◆ Testo selezionato ◆
======
Cronaca

Il Salento che non si vede nel dossier del volontariato

Il Centro servizi ha presentato un volume sulle emergenze in provincia. Quadruplicato in 5 anni il numero dei poveri, ridotti i servizi sociali e sanitari. Senza dimenticare carceri e ambiente

Da sinistra, Serenella Pascali, Luigi Russo, Daniele Ferrocino.

LECCE - Come in un'esercitazione di chirurgia, il Salento è stato messo su un tavolo, dissezionato e studiato nelle sue viscere più nascoste. Al termine dell'esame laborioso sono state estratte sette spinose emergenze condite da molta ipocrisia. Lo ha detto Luigi Russo, presidente del Centro servizi volontariato Salento (Csvs), nel corso della presentazione il dossier "Visti da noi"(in allegato, la sintesi con la schede principali).

Il volume, che raccoglie le inchieste curate dalla redazione di Volontariato Salento - testata interna coordinata da Serenella Pascali - getta uno sguardo di luce sulle zone d'ombra che opprimono il territorio, ma dall'interno. Perché in superficie, di quello che c'è scritto nelle 350 pagine del rapporto, c'è solo traccia occasionale.

Partendo dalla povertà, la prima delle anticamere del disagio diffuso e taciuto. Il Banco delle opere di carità della Puglia - che non è un ente di piagnoni o di antagonisti - certifica la quadruplicazione del numero di assistiti per esigenze primarie come l'alimentazione, l'alloggio, il vestiario. Dal numero di 11mila nel 2005 a quello di 42mila nel 2010. Don Attilio Mesagne, direttore della Caritas diocesana, ha raccontato di curatori del volume che anche in un paio d'ore vengono distribuiti oltre 200 pacchi dono a persone che arrivano nella chiesa di San Giovanni Battista.
======
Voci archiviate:
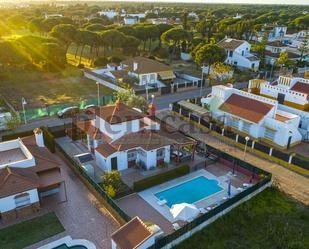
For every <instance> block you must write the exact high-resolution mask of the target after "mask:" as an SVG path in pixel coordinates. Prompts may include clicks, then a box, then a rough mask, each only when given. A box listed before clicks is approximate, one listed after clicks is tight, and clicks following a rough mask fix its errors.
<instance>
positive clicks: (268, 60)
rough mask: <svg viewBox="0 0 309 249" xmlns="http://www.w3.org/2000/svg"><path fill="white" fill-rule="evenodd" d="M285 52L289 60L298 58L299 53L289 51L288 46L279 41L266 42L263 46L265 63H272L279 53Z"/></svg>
mask: <svg viewBox="0 0 309 249" xmlns="http://www.w3.org/2000/svg"><path fill="white" fill-rule="evenodd" d="M283 52H284V53H287V54H288V58H289V60H299V59H300V55H299V54H298V53H296V52H292V51H290V49H289V48H288V46H286V45H284V44H283V43H281V42H280V41H272V42H268V43H267V44H266V47H265V62H266V64H269V65H273V64H274V63H275V62H276V61H277V59H278V58H279V57H280V53H283Z"/></svg>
======
◆ Attività richiesta A ◆
Nell'articolo sul dossier del volontariato, quante pagine conta il rapporto?
◆ Attività richiesta B ◆
Spiega, in base all'articolo sul dossier del volontariato, perché il volume osserva le zone d'ombra del territorio «dall'interno».
Le voci costituiscono materiale distinto dal testo.

◆ Risultato A ◆
Il rapporto conta 350 pagine.

◆ Risultato B ◆
In superficie di quanto è scritto nelle 350 pagine del rapporto c'è solo traccia occasionale.